## The request
Retype exactly the lines from the line with "white window trim" to the end of the data, keeping both boundary lines.
--- Data excerpts ---
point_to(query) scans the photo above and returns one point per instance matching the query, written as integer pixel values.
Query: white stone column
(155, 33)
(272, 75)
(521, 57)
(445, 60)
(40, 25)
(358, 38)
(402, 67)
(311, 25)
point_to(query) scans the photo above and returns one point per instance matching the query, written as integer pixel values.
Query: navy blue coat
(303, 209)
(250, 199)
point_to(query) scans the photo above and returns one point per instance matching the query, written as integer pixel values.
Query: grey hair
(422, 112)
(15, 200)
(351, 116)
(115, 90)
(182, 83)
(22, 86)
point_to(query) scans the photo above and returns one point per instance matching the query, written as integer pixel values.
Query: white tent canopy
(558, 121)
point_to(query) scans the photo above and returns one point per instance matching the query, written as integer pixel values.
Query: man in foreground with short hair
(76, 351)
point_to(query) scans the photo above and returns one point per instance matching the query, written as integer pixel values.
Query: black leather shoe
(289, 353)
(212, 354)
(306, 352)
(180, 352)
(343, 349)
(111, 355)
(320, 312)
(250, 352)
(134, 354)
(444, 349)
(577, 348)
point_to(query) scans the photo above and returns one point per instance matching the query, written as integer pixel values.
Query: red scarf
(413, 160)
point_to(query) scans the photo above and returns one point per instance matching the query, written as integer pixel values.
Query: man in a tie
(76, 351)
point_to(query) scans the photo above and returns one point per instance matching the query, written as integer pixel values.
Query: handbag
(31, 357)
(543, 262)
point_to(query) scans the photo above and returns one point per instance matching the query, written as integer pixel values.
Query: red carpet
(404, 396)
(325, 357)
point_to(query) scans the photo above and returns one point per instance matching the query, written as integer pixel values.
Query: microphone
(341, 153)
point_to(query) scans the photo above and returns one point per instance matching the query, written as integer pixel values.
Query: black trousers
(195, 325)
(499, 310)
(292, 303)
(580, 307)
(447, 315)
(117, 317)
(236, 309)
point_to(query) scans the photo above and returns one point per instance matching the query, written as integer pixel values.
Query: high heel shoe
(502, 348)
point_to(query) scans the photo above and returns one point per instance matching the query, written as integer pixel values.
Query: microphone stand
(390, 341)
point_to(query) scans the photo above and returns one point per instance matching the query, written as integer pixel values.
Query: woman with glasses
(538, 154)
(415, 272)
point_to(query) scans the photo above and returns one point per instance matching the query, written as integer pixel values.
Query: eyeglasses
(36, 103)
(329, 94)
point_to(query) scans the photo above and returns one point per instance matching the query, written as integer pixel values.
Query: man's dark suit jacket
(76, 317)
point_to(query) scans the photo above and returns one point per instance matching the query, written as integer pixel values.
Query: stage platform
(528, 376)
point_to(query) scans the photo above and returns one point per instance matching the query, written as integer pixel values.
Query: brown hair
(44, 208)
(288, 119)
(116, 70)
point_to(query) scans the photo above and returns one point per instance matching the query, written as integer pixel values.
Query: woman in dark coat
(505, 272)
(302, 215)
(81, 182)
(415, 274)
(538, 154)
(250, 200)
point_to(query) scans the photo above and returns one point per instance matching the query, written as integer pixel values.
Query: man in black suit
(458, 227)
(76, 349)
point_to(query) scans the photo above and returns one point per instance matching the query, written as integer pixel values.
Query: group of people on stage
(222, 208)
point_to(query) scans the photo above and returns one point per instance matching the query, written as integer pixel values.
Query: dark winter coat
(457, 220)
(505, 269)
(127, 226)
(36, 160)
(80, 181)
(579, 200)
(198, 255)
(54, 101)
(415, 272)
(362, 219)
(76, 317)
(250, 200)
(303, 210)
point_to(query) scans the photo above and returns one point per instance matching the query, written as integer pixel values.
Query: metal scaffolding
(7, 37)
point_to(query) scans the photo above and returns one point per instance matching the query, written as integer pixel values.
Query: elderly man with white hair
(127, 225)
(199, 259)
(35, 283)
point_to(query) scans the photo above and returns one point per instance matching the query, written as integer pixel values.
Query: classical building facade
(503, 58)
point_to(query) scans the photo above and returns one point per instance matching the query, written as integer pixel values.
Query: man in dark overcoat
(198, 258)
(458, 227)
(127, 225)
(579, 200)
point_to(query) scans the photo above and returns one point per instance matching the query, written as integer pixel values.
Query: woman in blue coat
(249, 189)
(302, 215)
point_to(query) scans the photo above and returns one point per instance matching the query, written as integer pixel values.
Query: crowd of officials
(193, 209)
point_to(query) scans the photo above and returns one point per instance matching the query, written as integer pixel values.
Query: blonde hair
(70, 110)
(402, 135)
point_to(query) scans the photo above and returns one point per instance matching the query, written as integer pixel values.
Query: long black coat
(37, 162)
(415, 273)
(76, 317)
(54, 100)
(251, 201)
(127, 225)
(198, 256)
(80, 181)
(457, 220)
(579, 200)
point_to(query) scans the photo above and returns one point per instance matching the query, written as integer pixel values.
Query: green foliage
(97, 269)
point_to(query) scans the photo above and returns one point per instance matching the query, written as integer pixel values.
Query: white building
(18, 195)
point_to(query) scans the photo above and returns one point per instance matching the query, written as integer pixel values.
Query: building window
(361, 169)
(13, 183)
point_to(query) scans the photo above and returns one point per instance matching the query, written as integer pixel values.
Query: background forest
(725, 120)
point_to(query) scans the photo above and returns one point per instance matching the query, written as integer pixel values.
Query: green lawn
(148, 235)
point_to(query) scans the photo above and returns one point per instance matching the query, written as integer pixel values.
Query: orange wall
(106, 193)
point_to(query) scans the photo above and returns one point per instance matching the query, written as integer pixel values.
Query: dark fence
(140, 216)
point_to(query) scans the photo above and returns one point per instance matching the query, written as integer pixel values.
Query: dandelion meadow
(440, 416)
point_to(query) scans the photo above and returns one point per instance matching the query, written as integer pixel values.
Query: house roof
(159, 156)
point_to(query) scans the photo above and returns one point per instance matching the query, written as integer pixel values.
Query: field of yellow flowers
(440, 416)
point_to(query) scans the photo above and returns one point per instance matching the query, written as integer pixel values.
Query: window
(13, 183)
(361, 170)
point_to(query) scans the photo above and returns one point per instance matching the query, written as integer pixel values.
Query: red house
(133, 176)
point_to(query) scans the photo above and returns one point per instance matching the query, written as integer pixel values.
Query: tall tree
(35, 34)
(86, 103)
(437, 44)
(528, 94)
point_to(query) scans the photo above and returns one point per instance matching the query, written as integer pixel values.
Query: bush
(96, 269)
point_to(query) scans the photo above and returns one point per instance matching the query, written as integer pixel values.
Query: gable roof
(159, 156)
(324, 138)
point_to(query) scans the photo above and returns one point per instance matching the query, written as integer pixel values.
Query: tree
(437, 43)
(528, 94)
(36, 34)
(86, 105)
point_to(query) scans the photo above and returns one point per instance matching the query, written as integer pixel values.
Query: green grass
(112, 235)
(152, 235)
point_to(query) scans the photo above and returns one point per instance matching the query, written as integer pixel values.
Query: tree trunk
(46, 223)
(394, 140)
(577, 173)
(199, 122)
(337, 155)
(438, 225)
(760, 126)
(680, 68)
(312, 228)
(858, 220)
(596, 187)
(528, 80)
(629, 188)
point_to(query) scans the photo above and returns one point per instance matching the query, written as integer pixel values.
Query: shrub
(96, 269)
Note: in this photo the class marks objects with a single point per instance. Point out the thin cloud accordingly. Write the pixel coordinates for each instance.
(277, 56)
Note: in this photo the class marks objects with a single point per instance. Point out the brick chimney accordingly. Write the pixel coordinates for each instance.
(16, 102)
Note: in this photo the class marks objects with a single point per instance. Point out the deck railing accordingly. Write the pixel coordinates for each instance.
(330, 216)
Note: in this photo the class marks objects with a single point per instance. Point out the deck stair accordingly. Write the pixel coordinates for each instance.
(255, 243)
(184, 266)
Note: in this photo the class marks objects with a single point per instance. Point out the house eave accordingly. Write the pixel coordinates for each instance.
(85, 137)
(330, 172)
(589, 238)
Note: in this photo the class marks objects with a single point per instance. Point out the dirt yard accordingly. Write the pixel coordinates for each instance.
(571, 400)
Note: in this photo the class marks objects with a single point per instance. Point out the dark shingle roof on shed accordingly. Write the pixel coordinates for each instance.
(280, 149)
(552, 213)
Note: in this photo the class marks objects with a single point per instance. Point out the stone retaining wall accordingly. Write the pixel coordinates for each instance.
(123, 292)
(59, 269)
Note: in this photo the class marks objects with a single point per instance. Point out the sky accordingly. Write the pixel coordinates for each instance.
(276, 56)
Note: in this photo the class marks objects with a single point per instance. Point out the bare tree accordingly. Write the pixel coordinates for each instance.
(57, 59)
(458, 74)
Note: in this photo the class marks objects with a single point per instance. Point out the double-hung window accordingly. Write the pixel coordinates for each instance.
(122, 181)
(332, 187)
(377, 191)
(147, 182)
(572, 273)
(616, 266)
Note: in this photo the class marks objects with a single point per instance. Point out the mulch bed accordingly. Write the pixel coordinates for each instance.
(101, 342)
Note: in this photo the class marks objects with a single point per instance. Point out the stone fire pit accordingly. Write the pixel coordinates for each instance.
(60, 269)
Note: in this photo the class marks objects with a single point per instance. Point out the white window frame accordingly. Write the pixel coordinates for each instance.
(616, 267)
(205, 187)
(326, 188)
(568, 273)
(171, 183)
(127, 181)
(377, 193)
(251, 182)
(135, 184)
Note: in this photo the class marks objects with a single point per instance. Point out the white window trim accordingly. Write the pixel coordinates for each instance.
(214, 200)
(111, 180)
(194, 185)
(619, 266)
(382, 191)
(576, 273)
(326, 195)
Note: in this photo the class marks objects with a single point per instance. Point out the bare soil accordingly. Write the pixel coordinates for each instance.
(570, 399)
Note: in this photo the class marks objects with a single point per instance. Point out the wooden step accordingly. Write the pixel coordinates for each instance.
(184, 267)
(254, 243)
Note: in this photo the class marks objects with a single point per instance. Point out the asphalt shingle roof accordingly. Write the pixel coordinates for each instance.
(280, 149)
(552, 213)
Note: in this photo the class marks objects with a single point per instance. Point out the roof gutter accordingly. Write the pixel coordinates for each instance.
---
## Completed exercise
Note: in this photo the class marks objects with a single point per instance. Point out the white window trim accordingly. Write the pixel coordinates for each instance.
(214, 200)
(111, 180)
(194, 185)
(619, 266)
(382, 191)
(576, 273)
(326, 195)
Note: in this photo the class marks objects with a single point per instance. Point out the bare soil accordingly. Write the pixel coordinates for each instance.
(570, 399)
Note: in this photo the class marks objects with a single point per instance. Point out the wooden step accordingly. Write the pixel coordinates for each instance.
(184, 267)
(254, 243)
Note: in this photo the class marks objects with a single point per instance. Point out the asphalt shingle roof accordingly. Write the pixel coordinates for each instance.
(280, 149)
(552, 213)
Note: in this photo the class marks objects with a single point per instance. Point out the roof gutter accordingly. Write the pixel coordinates for each instance.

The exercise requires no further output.